- **Work to complete**
The whole listing is to be retyped exactly as it appears.

- **Data to use**
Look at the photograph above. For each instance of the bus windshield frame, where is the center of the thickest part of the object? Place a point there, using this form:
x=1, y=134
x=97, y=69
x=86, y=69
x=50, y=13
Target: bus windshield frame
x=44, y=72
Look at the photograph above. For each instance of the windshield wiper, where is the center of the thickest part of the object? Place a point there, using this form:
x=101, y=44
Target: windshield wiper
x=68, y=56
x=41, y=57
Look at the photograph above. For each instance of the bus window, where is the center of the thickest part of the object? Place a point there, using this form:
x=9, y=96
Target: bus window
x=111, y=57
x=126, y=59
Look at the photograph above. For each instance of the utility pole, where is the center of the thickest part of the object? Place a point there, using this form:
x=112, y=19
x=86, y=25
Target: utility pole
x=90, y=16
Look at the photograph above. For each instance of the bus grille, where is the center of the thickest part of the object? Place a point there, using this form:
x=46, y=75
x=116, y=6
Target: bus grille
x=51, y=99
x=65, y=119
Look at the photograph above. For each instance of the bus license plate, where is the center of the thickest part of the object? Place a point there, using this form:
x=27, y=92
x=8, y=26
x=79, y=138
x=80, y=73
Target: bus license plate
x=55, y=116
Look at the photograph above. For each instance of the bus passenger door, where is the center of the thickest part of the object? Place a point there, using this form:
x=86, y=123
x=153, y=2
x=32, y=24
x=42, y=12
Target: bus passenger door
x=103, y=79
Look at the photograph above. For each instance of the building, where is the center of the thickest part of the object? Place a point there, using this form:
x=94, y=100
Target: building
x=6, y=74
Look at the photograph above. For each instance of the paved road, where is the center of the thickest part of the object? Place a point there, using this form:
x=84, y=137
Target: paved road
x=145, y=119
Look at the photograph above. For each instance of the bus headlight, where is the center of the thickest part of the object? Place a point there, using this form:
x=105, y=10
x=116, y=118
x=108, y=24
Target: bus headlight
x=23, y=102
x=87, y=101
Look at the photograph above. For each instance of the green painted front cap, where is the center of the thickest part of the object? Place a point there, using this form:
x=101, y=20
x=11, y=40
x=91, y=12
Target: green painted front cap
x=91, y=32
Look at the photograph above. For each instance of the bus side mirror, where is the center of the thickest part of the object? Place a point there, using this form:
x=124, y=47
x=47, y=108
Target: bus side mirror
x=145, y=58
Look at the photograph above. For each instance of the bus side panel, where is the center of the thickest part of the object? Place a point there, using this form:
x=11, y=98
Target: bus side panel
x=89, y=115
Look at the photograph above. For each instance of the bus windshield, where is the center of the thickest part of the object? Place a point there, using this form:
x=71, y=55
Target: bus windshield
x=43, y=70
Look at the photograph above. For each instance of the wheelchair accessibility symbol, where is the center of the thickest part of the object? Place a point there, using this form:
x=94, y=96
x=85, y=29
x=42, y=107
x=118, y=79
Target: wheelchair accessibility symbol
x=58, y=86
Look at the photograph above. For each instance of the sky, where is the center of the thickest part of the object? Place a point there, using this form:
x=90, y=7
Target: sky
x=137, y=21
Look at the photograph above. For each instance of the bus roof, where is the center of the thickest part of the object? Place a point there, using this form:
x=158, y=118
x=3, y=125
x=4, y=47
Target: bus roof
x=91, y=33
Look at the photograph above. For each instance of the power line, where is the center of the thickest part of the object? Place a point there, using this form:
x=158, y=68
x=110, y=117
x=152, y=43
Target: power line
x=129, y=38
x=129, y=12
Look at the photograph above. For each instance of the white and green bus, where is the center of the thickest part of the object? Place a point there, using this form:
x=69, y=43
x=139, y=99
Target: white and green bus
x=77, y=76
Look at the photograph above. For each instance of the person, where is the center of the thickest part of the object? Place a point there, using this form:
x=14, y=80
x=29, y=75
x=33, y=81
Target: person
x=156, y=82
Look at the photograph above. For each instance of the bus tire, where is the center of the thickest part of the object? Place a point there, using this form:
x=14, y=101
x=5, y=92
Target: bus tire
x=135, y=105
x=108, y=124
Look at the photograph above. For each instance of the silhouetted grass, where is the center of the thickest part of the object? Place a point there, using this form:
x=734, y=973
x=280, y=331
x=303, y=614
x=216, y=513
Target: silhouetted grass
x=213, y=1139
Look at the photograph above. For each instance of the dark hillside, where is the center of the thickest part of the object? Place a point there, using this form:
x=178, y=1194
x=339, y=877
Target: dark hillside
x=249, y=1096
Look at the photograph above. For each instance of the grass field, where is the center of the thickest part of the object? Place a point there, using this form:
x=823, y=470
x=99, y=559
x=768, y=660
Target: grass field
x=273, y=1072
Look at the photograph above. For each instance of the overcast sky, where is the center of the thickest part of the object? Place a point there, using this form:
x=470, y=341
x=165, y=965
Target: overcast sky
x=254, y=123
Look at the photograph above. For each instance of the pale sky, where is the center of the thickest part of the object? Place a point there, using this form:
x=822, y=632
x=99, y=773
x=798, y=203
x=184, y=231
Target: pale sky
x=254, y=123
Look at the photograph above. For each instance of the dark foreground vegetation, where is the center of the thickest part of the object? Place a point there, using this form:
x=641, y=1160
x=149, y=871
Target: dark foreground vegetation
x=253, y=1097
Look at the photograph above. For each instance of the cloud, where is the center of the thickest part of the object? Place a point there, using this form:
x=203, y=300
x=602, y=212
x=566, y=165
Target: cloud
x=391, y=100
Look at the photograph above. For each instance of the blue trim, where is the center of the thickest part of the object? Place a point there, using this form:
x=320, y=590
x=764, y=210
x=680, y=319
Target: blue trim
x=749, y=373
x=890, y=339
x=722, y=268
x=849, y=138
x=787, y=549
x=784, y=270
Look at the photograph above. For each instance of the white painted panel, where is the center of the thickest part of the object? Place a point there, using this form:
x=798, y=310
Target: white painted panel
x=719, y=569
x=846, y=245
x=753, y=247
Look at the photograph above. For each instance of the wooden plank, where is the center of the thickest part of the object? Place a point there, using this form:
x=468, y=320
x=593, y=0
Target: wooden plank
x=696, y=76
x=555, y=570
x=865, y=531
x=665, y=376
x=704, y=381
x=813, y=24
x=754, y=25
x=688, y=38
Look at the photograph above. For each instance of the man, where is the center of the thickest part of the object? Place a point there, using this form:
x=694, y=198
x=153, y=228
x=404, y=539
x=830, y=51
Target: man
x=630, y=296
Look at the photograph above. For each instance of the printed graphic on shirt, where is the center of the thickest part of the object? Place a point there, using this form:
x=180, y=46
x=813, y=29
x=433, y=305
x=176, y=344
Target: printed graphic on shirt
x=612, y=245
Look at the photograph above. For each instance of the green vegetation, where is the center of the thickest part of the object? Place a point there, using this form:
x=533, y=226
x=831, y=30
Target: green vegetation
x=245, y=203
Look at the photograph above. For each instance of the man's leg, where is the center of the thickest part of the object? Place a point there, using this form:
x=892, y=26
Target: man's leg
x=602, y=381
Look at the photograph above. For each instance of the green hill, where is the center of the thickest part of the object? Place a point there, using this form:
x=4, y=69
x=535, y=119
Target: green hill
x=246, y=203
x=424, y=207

- **Your response**
Look at the photograph above. For each instance of the bus windshield frame, where is the center of the thickest part of the object? Place a point there, using this form:
x=1, y=134
x=97, y=69
x=86, y=69
x=50, y=13
Target: bus windshield frame
x=44, y=72
Look at the photograph above. For each instance of the windshield wiper, where is the center of the thickest part of the object? Place a point there, using this form:
x=101, y=44
Target: windshield wiper
x=68, y=56
x=41, y=57
Look at the photograph above. For each instance of the bus window, where is the center of the thickest part of the object? Place a point there, using this form:
x=9, y=96
Target: bus window
x=111, y=57
x=126, y=59
Look at the photograph above. For each instance of the utility pole, where is the center of the thickest part of the object? Place a point there, using this form:
x=112, y=19
x=86, y=25
Target: utility pole
x=90, y=16
Look at the photograph above. For each instance of the bus grille, where is the center of the thickest part of the object? Place a point there, using this form:
x=46, y=75
x=116, y=6
Target: bus grille
x=51, y=99
x=65, y=119
Look at the photograph above. For each instance of the bus license plate, where is the center of the thickest part of the object? Place a point there, using this form:
x=27, y=92
x=8, y=26
x=79, y=138
x=80, y=73
Target: bus license plate
x=55, y=116
Look at the photograph above. For each instance of the bus passenger door, where is the center of the thickest part of the object? Place a point there, using this form:
x=86, y=123
x=153, y=2
x=32, y=24
x=42, y=12
Target: bus passenger door
x=103, y=79
Look at the photograph above. For each instance of the building, where is the center of the thickest part of the object? Place a point there, using this form:
x=94, y=100
Target: building
x=6, y=74
Look at the photograph above. For each instance of the paved road, where is the center of the thickest part of the object? Place a point there, using this form:
x=84, y=137
Target: paved road
x=145, y=119
Look at the photograph above. For each instance of the bus headlight, where is the center of the thickest part of the object? Place a point there, using this form:
x=105, y=10
x=116, y=118
x=108, y=24
Target: bus headlight
x=23, y=102
x=87, y=101
Look at the photograph above. For each instance of the green painted front cap, where is the center of the thickest part of the object? Place a point there, using this form:
x=101, y=20
x=11, y=40
x=91, y=12
Target: green painted front cap
x=91, y=32
Look at the photograph above. For each instance of the bus side mirror, where is the center of the thickest part of the object? Place a point there, using this form:
x=124, y=47
x=47, y=108
Target: bus side mirror
x=145, y=58
Look at the photograph above. For each instance of the bus side panel, where is the center of the thickest part of the object? Place a point there, using this form:
x=11, y=98
Target: bus side panel
x=89, y=115
Look at the photograph above. For each instance of the bus windshield, where is the center of the thickest part of the object? Place a point there, using this form:
x=71, y=55
Target: bus windshield
x=43, y=70
Look at the photograph above. For each instance of the wheelchair accessibility symbol, where is the center of the thickest part of the object? Place a point there, using this form:
x=94, y=96
x=85, y=29
x=42, y=107
x=118, y=79
Target: wheelchair accessibility symbol
x=58, y=86
Look at the photograph above. For each instance of the sky, where is the center of the thickest part of the object? Place a point there, using this form:
x=90, y=7
Target: sky
x=137, y=21
Look at the photograph above. For each instance of the bus roof, where is the center of the thickest part of the object? Place a point there, using this form:
x=158, y=118
x=3, y=125
x=4, y=47
Target: bus roof
x=91, y=33
Look at the photograph above. For each instance of the power line, where is the center of the thickest part of the object? Place a point there, using this form:
x=158, y=68
x=110, y=117
x=152, y=43
Target: power line
x=129, y=38
x=129, y=12
Look at the photograph above. For each instance of the white and green bus, where is the center of the thickest part of the object? Place a point there, using this form:
x=69, y=43
x=139, y=99
Target: white and green bus
x=77, y=76
Look at the photograph above. For each instance of the person, where is the center of the thickest part of the object? Place a point there, using this form:
x=14, y=80
x=29, y=75
x=33, y=81
Target: person
x=156, y=82
Look at the photograph above. For each instance of the bus tire, where is the center of the thickest part of the object? Place a point there, using this form:
x=14, y=101
x=5, y=92
Target: bus tire
x=135, y=105
x=108, y=124
Look at the photograph above. For each instance of the silhouetted grass, where is the center of the thickest part of the object? Place a point there, using this form:
x=734, y=973
x=280, y=331
x=303, y=614
x=216, y=513
Target: silhouetted grass
x=213, y=1139
Look at the photograph above. For each instance of the dark hillside, where is the center of the thickest part of the object? Place a point there, using this form:
x=178, y=1194
x=339, y=877
Target: dark hillside
x=249, y=1096
Look at the photograph above. For each instance of the grass field, where is the center of the thickest part of the object? Place a point there, using this form:
x=823, y=470
x=99, y=559
x=768, y=660
Target: grass field
x=273, y=1072
Look at the photograph above. For each instance of the overcast sky, where is the center of the thickest part of the object? Place a point there, using this form:
x=470, y=341
x=165, y=965
Target: overcast sky
x=254, y=123
Look at the photograph above. For each instance of the pale sky, where is the center of the thickest part of the object? Place a point there, using this form:
x=822, y=632
x=99, y=773
x=798, y=203
x=184, y=231
Target: pale sky
x=254, y=123
Look at the photograph above. For each instance of the dark foreground vegetation, where is the center of the thickest part of the object? Place a point there, using this form:
x=641, y=1160
x=149, y=871
Target: dark foreground vegetation
x=253, y=1097
Look at the photograph above. For each instance of the cloud, where is the center of the thickest part of the object? Place a point there, using this form:
x=203, y=300
x=602, y=212
x=566, y=165
Target: cloud
x=391, y=100
Look at the photograph above. For each instance of the blue trim, where is the center of the thickest part of the object? Place a point there, using this form:
x=320, y=590
x=764, y=210
x=680, y=319
Target: blue trim
x=749, y=373
x=890, y=339
x=722, y=268
x=849, y=138
x=787, y=549
x=784, y=270
Look at the photograph above. For each instance of the white painted panel, where is the center of the thickest part of the object? Place a point there, using this form:
x=798, y=310
Target: white painted panel
x=719, y=569
x=846, y=245
x=753, y=247
Look at the photograph above. For each instance of the wooden plank, where is the center of the thickest part of the object? Place a point there, using this form:
x=468, y=320
x=593, y=0
Target: wooden plank
x=696, y=76
x=555, y=570
x=865, y=531
x=665, y=376
x=704, y=381
x=813, y=24
x=754, y=25
x=688, y=38
Look at the photograph above. For each instance of the man, where is the center of the thickest part of the object? Place a point there, using this form:
x=694, y=198
x=153, y=228
x=404, y=539
x=830, y=51
Target: man
x=630, y=296
Look at the photograph above. For each instance of the printed graphic on shirt, where is the center of the thickest part of the object? Place a point there, using this form:
x=180, y=46
x=813, y=29
x=433, y=305
x=176, y=344
Target: printed graphic on shirt
x=612, y=245
Look at the photograph above. For each instance of the green vegetation, where is the center of the thickest part of the object? Place a point there, using this form:
x=533, y=226
x=831, y=30
Target: green vegetation
x=245, y=203
Look at the photograph above. For each instance of the man's leg, where is the center of the thickest part of the object? Place a point there, using this form:
x=892, y=26
Target: man's leg
x=602, y=381
Look at the photograph above. For each instance of the green hill, where is the center of the thickest part of the object? Place a point there, using this form:
x=4, y=69
x=535, y=119
Target: green hill
x=246, y=203
x=424, y=207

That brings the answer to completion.